(What the task requires): Keep the wording of each record exactly the same when you repeat it, and leave out pictures.

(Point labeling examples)
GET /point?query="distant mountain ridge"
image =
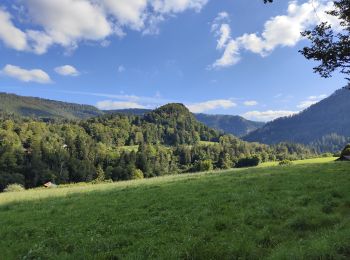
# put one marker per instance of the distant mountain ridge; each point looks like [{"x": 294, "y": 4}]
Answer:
[
  {"x": 44, "y": 108},
  {"x": 328, "y": 119},
  {"x": 228, "y": 124},
  {"x": 236, "y": 125}
]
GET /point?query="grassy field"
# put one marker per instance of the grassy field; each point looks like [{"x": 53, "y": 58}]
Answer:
[{"x": 291, "y": 212}]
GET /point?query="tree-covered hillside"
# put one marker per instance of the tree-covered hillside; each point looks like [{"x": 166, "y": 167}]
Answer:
[
  {"x": 324, "y": 124},
  {"x": 229, "y": 124},
  {"x": 44, "y": 108},
  {"x": 120, "y": 147}
]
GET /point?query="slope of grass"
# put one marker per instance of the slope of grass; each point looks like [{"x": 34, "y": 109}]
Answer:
[{"x": 294, "y": 212}]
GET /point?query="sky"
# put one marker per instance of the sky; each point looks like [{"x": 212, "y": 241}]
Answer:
[{"x": 216, "y": 57}]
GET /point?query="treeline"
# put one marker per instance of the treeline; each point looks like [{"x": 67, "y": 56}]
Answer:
[
  {"x": 119, "y": 147},
  {"x": 314, "y": 126}
]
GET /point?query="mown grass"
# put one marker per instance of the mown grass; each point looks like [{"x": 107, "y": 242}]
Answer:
[{"x": 293, "y": 212}]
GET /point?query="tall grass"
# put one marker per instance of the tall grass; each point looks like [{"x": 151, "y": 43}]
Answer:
[{"x": 300, "y": 211}]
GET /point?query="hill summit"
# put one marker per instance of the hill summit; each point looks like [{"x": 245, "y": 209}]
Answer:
[{"x": 326, "y": 121}]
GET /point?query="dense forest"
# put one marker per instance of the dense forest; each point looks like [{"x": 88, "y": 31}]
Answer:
[
  {"x": 168, "y": 140},
  {"x": 229, "y": 124},
  {"x": 48, "y": 109},
  {"x": 44, "y": 108},
  {"x": 324, "y": 126}
]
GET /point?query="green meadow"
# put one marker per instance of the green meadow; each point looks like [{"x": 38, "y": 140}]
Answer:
[{"x": 301, "y": 211}]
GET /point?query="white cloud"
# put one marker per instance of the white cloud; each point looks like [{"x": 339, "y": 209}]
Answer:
[
  {"x": 177, "y": 6},
  {"x": 211, "y": 105},
  {"x": 282, "y": 30},
  {"x": 267, "y": 115},
  {"x": 110, "y": 105},
  {"x": 121, "y": 68},
  {"x": 67, "y": 70},
  {"x": 35, "y": 75},
  {"x": 69, "y": 22},
  {"x": 306, "y": 104},
  {"x": 311, "y": 101},
  {"x": 9, "y": 34},
  {"x": 318, "y": 97},
  {"x": 250, "y": 103}
]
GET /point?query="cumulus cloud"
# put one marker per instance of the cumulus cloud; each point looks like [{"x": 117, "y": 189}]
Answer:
[
  {"x": 68, "y": 22},
  {"x": 67, "y": 70},
  {"x": 110, "y": 105},
  {"x": 34, "y": 75},
  {"x": 210, "y": 105},
  {"x": 11, "y": 36},
  {"x": 250, "y": 103},
  {"x": 279, "y": 31},
  {"x": 121, "y": 68},
  {"x": 267, "y": 115},
  {"x": 305, "y": 104},
  {"x": 311, "y": 101}
]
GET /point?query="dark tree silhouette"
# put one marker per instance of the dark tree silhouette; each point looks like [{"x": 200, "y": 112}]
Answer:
[{"x": 330, "y": 48}]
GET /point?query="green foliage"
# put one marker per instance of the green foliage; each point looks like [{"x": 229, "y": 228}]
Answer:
[
  {"x": 229, "y": 124},
  {"x": 137, "y": 174},
  {"x": 299, "y": 212},
  {"x": 14, "y": 188},
  {"x": 43, "y": 108},
  {"x": 204, "y": 165},
  {"x": 285, "y": 163},
  {"x": 346, "y": 151},
  {"x": 324, "y": 126},
  {"x": 248, "y": 162},
  {"x": 111, "y": 147}
]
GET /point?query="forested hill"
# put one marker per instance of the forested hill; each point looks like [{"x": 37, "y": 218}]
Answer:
[
  {"x": 229, "y": 124},
  {"x": 325, "y": 122},
  {"x": 235, "y": 125},
  {"x": 44, "y": 108},
  {"x": 168, "y": 140}
]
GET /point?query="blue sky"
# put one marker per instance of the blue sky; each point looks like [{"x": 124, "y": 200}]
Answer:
[{"x": 218, "y": 57}]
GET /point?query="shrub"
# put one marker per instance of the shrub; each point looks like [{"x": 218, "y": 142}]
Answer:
[
  {"x": 248, "y": 162},
  {"x": 14, "y": 188},
  {"x": 346, "y": 151},
  {"x": 285, "y": 162},
  {"x": 137, "y": 174},
  {"x": 205, "y": 165}
]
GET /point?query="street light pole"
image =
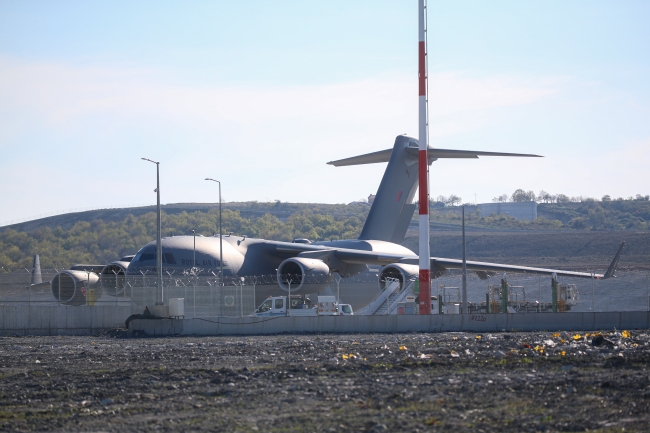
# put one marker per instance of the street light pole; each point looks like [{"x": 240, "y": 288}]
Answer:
[
  {"x": 220, "y": 241},
  {"x": 194, "y": 253},
  {"x": 158, "y": 237}
]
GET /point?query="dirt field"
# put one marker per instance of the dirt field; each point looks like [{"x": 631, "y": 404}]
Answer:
[{"x": 398, "y": 382}]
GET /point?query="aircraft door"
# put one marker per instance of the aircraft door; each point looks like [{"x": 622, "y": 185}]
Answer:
[{"x": 278, "y": 306}]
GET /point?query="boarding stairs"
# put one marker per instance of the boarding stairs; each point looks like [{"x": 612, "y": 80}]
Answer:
[{"x": 386, "y": 302}]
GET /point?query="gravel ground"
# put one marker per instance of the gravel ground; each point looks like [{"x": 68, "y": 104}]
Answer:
[{"x": 363, "y": 382}]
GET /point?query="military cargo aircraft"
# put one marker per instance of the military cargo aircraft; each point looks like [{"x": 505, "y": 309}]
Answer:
[{"x": 303, "y": 266}]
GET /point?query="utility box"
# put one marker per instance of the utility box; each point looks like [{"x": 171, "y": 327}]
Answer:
[
  {"x": 327, "y": 306},
  {"x": 159, "y": 310},
  {"x": 177, "y": 307},
  {"x": 90, "y": 297},
  {"x": 411, "y": 308},
  {"x": 451, "y": 309}
]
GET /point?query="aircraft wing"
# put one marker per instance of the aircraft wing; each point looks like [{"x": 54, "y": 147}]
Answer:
[{"x": 438, "y": 264}]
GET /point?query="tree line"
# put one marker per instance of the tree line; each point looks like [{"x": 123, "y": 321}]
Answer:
[{"x": 100, "y": 242}]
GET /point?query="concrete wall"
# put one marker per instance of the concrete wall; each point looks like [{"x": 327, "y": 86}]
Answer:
[
  {"x": 520, "y": 211},
  {"x": 387, "y": 324},
  {"x": 60, "y": 320}
]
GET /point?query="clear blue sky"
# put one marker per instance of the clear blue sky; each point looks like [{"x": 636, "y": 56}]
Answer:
[{"x": 262, "y": 94}]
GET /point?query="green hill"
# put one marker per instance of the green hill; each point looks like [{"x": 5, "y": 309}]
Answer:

(Completed exercise):
GET /point?query="distant mountain ridge"
image =
# put one marker per instance of the distant mountain ridge; each point looks like [{"x": 294, "y": 4}]
Answer:
[
  {"x": 44, "y": 108},
  {"x": 328, "y": 119},
  {"x": 228, "y": 124},
  {"x": 236, "y": 125}
]
GET /point?query="grassy field"
# put one marker per instance of the grassy field; each point looks like [{"x": 53, "y": 58}]
Answer:
[{"x": 291, "y": 212}]
GET /point?query="tree-covered hillside"
# put one marker per instance of the tree-covered hillside; each point looks like [{"x": 166, "y": 167}]
Answer:
[
  {"x": 324, "y": 124},
  {"x": 229, "y": 124},
  {"x": 44, "y": 108},
  {"x": 120, "y": 147}
]
GET /point?query="slope of grass"
# put one marker per instance of the slope of grass; each point looks like [{"x": 34, "y": 109}]
Answer:
[{"x": 294, "y": 212}]
GET /point?query="sky"
# put one marker per instance of the sky; each point looks like [{"x": 212, "y": 241}]
Answer:
[{"x": 216, "y": 57}]
GET /point?query="treeline"
# put one marker per instance of the treeline; each point looks like [{"x": 67, "y": 56}]
Answer:
[
  {"x": 119, "y": 147},
  {"x": 314, "y": 126}
]
GET /point?query="mown grass"
# put one marker per instance of the mown grass; each point looks like [{"x": 107, "y": 242}]
Answer:
[{"x": 293, "y": 212}]
GET /point?query="tall grass"
# put one marker per instance of the tall grass; each point looks like [{"x": 151, "y": 43}]
Answer:
[{"x": 300, "y": 211}]
GET /point?query="hill summit"
# put one marker per instance of the hill summit; each point looks like [{"x": 245, "y": 209}]
Answer:
[{"x": 326, "y": 121}]
GET /point?query="dense forest"
# put one marker per instance of the dense forest; each point looks like [{"x": 88, "y": 31}]
Answer:
[
  {"x": 168, "y": 140},
  {"x": 229, "y": 124},
  {"x": 48, "y": 109},
  {"x": 44, "y": 108},
  {"x": 324, "y": 126}
]
GET /point?query="green meadow"
# put one marker per instance of the green meadow; each point looks like [{"x": 38, "y": 140}]
Answer:
[{"x": 301, "y": 211}]
GET /point?query="white cloud"
# put one marker per instance of the white cloud; each point looks like [{"x": 339, "y": 209}]
Answer:
[
  {"x": 177, "y": 6},
  {"x": 211, "y": 105},
  {"x": 282, "y": 30},
  {"x": 267, "y": 115},
  {"x": 110, "y": 105},
  {"x": 121, "y": 68},
  {"x": 67, "y": 70},
  {"x": 35, "y": 75},
  {"x": 69, "y": 22},
  {"x": 306, "y": 104},
  {"x": 311, "y": 101},
  {"x": 9, "y": 34},
  {"x": 318, "y": 97},
  {"x": 250, "y": 103}
]
GET /point?query="cumulus cloud"
# put one marker per instance of the cumulus cloud; each point looks like [{"x": 117, "y": 189}]
Answer:
[
  {"x": 68, "y": 22},
  {"x": 67, "y": 70},
  {"x": 110, "y": 105},
  {"x": 34, "y": 75},
  {"x": 210, "y": 105},
  {"x": 11, "y": 36},
  {"x": 250, "y": 103},
  {"x": 279, "y": 31},
  {"x": 121, "y": 68},
  {"x": 267, "y": 115},
  {"x": 305, "y": 104},
  {"x": 311, "y": 101}
]
GET /point?query="dark tree silhouette"
# put one marker per instance of the dark tree silhouette; each point looks like [{"x": 200, "y": 112}]
Answer:
[{"x": 330, "y": 48}]
GET /point?query="green foliage"
# put one marker per instance of the green foliage; each point looks like [{"x": 229, "y": 228}]
Answer:
[
  {"x": 229, "y": 124},
  {"x": 137, "y": 174},
  {"x": 299, "y": 212},
  {"x": 14, "y": 188},
  {"x": 43, "y": 108},
  {"x": 204, "y": 165},
  {"x": 285, "y": 163},
  {"x": 346, "y": 151},
  {"x": 324, "y": 126},
  {"x": 248, "y": 162},
  {"x": 111, "y": 147}
]
GET /point?query="forested hill"
# put one marker per instance of the forested hill; each point looks like [{"x": 37, "y": 218}]
Answer:
[
  {"x": 229, "y": 124},
  {"x": 325, "y": 122},
  {"x": 235, "y": 125},
  {"x": 44, "y": 108},
  {"x": 168, "y": 140}
]
GET /point?query="blue sky"
# put one marker per instance of the blue sky; each point looks like [{"x": 124, "y": 200}]
Answer:
[{"x": 218, "y": 57}]
GET /point?query="shrub"
# put one marker per instance of the shrub; each point looks like [{"x": 218, "y": 142}]
Answer:
[
  {"x": 248, "y": 162},
  {"x": 14, "y": 188},
  {"x": 346, "y": 151},
  {"x": 285, "y": 162},
  {"x": 137, "y": 174},
  {"x": 205, "y": 165}
]
GET /point?query="street light pole"
image =
# put one marker per instance of the street light pole; each point looks like [{"x": 240, "y": 288}]
Answer:
[
  {"x": 220, "y": 241},
  {"x": 194, "y": 253},
  {"x": 158, "y": 237}
]
GET /point?query="dirt field"
# put one marker per instance of the dirt field; each point looks like [{"x": 631, "y": 404}]
Answer:
[{"x": 398, "y": 382}]
GET /point?query="aircraft door"
# put one marker per instance of the aircraft door; each point looks like [{"x": 622, "y": 185}]
Answer:
[{"x": 278, "y": 306}]
GET /point?query="boarding stairs"
# put one marker per instance of the boarding stairs; each point looks like [{"x": 612, "y": 80}]
Answer:
[{"x": 386, "y": 302}]
GET /point?query="gravel ground"
# put one marker per instance of the gravel ground; each point looks like [{"x": 68, "y": 104}]
Answer:
[{"x": 363, "y": 382}]
GET /point?query="military cargo aircraft"
# put one marker per instance of the military cargo aircraft; each point looks like [{"x": 505, "y": 309}]
Answer:
[{"x": 303, "y": 266}]
GET /point?query="utility box"
# put one marker per instance of the utility box; each point looks like [{"x": 171, "y": 327}]
Answer:
[
  {"x": 327, "y": 306},
  {"x": 159, "y": 310},
  {"x": 177, "y": 307},
  {"x": 90, "y": 297},
  {"x": 411, "y": 308},
  {"x": 451, "y": 309}
]
GET /point?query="aircraft wing"
# put one marker per instance of the aircraft wing; each point looks like [{"x": 54, "y": 147}]
Answer:
[{"x": 438, "y": 264}]
GET /point?query="tree line"
# put one marker per instance of the tree line; each point looks like [{"x": 123, "y": 321}]
Answer:
[{"x": 100, "y": 242}]
GET /point?query="concrete wall"
# put one marker per instance of the concrete wall; each point looks like [{"x": 327, "y": 86}]
Answer:
[
  {"x": 520, "y": 211},
  {"x": 387, "y": 324},
  {"x": 60, "y": 320}
]
GET /point?query="clear blue sky"
# put one marker per instance of the clear blue sky; each point looks like [{"x": 636, "y": 56}]
Answer:
[{"x": 262, "y": 94}]
GET /point?query="green hill"
# put one marker per instance of the green hill; each point looks like [{"x": 5, "y": 309}]
Answer:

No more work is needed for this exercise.